> _SOURCE TEXT_
Training SAM on Custom Data

This project provides tools to fine-tune Meta's Segment Anything Model (SAM2.1) on custom segmentation datasets. The implementation includes dataset preparation, model training, interference scripts, comparison between base model and fine-tuned and testing on new images.

Note: If everything is already set up, jump to [#DatasetPreparation] (Option B) section, as the first step is already done. Just don't forget to activate the conda environment before running the scripts. conda activate sam2_env

FirstStep

Only ignore this step if it's already installed in your system :

Download the Microsoft Visual Studio Installer from Microsoft
1. Open and run the .exe file for installation of Microsoft Visual Studio
2. After installation, modify the installation and include " C++ for desktop development"
Download and install BuildTools for Visual Studio from Microsoft
1. After adding to the Visual Studio Installer, modify the installation and include "C++ for desktop development"
Download and install Anaconda from Anaconda, don't forget to click on the checkbox to add the path to Windows Environments
Download wget.exe from eternallybored
1. After the download, copy the file and paste it into the Windows/Sys32 folder on your drive
Download and install cuda-toolkit from Nvidia
- For RTX 5060 Ti and newer GPUs, install CUDA 12.8 or newer
- For older GPUs, CUDA 11.8 from archive may be sufficient

SecondStep

Environment Setup

(Note that you cannot ignore the [#FirstStep] since SAM2.1 will not run without those programs )

Create and activate a conda environment:

#-n {name_you_want_for_your_env} //you can name it whatever you want
#-y it's for accepting automatically the prompt
conda create -n sam2_env python=3.10 -y

conda activate sam2_env

Install required packages:

# For CUDA 12.x (recommended for RTX 5060 Ti and newer GPUs)
pip install torch torchvision torchaudio --index-url https://download.pytorch.org/whl/cu121

# For CUDA 11.8 (for older GPUs or existing installations)

> _RECORD EXTRACTS_
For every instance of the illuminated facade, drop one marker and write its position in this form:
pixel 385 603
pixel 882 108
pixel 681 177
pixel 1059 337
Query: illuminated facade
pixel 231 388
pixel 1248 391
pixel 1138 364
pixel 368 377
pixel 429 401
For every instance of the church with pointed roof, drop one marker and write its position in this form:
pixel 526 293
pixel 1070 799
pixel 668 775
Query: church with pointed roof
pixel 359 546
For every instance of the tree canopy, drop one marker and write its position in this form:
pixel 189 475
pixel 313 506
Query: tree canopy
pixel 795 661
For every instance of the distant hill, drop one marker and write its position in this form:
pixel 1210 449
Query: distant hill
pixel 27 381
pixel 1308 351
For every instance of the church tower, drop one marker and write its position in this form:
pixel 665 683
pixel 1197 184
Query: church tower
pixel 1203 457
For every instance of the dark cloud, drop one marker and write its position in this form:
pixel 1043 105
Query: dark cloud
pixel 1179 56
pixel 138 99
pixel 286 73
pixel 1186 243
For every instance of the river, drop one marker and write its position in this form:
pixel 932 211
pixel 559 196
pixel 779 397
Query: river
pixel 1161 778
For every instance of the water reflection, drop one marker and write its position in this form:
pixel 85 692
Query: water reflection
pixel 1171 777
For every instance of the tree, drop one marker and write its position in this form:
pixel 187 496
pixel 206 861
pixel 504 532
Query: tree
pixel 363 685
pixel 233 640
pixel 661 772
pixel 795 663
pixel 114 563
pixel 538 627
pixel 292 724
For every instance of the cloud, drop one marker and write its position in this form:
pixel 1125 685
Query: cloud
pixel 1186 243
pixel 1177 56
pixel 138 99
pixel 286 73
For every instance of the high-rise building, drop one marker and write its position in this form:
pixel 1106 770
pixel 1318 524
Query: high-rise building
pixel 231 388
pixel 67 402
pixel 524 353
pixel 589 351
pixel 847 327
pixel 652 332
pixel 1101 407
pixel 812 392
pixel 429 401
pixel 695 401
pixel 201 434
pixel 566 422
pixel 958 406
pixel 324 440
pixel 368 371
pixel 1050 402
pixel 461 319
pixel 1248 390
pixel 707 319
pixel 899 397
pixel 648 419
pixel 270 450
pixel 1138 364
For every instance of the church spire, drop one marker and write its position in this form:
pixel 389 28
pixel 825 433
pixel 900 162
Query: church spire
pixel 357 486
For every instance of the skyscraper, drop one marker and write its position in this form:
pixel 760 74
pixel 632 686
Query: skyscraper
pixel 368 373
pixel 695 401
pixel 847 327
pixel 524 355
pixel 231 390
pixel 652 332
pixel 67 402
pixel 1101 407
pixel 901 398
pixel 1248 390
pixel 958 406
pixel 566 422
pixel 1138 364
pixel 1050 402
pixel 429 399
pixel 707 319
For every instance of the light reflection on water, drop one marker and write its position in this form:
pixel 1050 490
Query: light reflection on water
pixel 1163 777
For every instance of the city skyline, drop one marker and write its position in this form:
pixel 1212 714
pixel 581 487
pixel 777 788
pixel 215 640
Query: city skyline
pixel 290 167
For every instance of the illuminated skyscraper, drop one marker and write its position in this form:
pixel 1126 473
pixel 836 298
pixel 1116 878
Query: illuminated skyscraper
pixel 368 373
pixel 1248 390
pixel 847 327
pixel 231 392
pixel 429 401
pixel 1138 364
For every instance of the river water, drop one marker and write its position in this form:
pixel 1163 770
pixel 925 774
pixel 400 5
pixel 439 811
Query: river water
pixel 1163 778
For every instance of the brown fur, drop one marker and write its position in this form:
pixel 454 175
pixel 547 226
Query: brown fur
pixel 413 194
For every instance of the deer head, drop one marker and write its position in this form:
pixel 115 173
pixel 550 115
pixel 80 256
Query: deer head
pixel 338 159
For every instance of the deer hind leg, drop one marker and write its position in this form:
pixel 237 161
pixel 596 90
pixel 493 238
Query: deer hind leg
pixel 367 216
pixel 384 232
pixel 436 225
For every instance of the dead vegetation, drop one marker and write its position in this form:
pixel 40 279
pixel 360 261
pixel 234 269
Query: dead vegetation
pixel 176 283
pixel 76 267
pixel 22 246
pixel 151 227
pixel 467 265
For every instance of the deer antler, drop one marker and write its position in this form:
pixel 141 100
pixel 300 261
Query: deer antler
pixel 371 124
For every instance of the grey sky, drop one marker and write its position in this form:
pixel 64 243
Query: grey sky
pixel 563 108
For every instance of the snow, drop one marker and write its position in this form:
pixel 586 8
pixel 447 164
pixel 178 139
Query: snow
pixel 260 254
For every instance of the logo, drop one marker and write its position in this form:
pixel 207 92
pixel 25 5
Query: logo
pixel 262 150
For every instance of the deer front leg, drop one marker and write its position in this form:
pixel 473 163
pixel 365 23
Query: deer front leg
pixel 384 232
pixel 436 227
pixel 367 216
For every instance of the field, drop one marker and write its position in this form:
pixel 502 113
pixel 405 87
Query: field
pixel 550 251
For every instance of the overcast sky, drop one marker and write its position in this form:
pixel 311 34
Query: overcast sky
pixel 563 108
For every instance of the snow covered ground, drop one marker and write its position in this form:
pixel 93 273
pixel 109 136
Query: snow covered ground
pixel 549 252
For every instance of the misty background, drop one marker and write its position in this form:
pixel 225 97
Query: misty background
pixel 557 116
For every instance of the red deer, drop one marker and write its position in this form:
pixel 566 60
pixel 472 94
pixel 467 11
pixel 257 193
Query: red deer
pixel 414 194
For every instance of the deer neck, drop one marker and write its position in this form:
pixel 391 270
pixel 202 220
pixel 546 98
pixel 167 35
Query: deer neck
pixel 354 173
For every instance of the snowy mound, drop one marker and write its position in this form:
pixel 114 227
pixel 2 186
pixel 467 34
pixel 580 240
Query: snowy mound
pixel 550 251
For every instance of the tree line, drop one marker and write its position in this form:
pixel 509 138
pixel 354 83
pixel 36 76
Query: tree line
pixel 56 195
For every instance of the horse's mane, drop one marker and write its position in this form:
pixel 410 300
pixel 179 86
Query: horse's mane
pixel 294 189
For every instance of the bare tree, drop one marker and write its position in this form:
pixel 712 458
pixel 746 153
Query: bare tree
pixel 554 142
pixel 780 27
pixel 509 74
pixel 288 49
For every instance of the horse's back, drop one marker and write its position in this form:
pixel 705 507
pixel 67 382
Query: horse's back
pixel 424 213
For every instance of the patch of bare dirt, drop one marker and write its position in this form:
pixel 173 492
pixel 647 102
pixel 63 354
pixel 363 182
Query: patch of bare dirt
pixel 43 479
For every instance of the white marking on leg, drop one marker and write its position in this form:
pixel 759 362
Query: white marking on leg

> _DIRECTION 1_
Summarize the SAM training guide in two sentences.
> _DIRECTION 2_
Retype the part of the SAM training guide that begins at the words "Download and install Anaconda" and stops after "those programs )".
The data has no connection to the guide.

> _RESULT 1_
The guide presents tools for fine-tuning Meta's Segment Anything Model (SAM2.1) on custom segmentation datasets, covering dataset preparation, model training, a comparison between the base and fine-tuned models, and testing on new images. It first lists required software, including Microsoft Visual Studio with C++ for desktop development, Build Tools, Anaconda, wget, and the CUDA toolkit, and then explains how to create and activate a conda environment and install the required packages.

> _RESULT 2_
Download and install Anaconda from Anaconda, don't forget to click on the checkbox to add the path to Windows Environments
Download wget.exe from eternallybored
1. After the download, copy the file and paste it into the Windows/Sys32 folder on your drive
Download and install cuda-toolkit from Nvidia
- For RTX 5060 Ti and newer GPUs, install CUDA 12.8 or newer
- For older GPUs, CUDA 11.8 from archive may be sufficient

SecondStep

Environment Setup

(Note that you cannot ignore the [#FirstStep] since SAM2.1 will not run without those programs )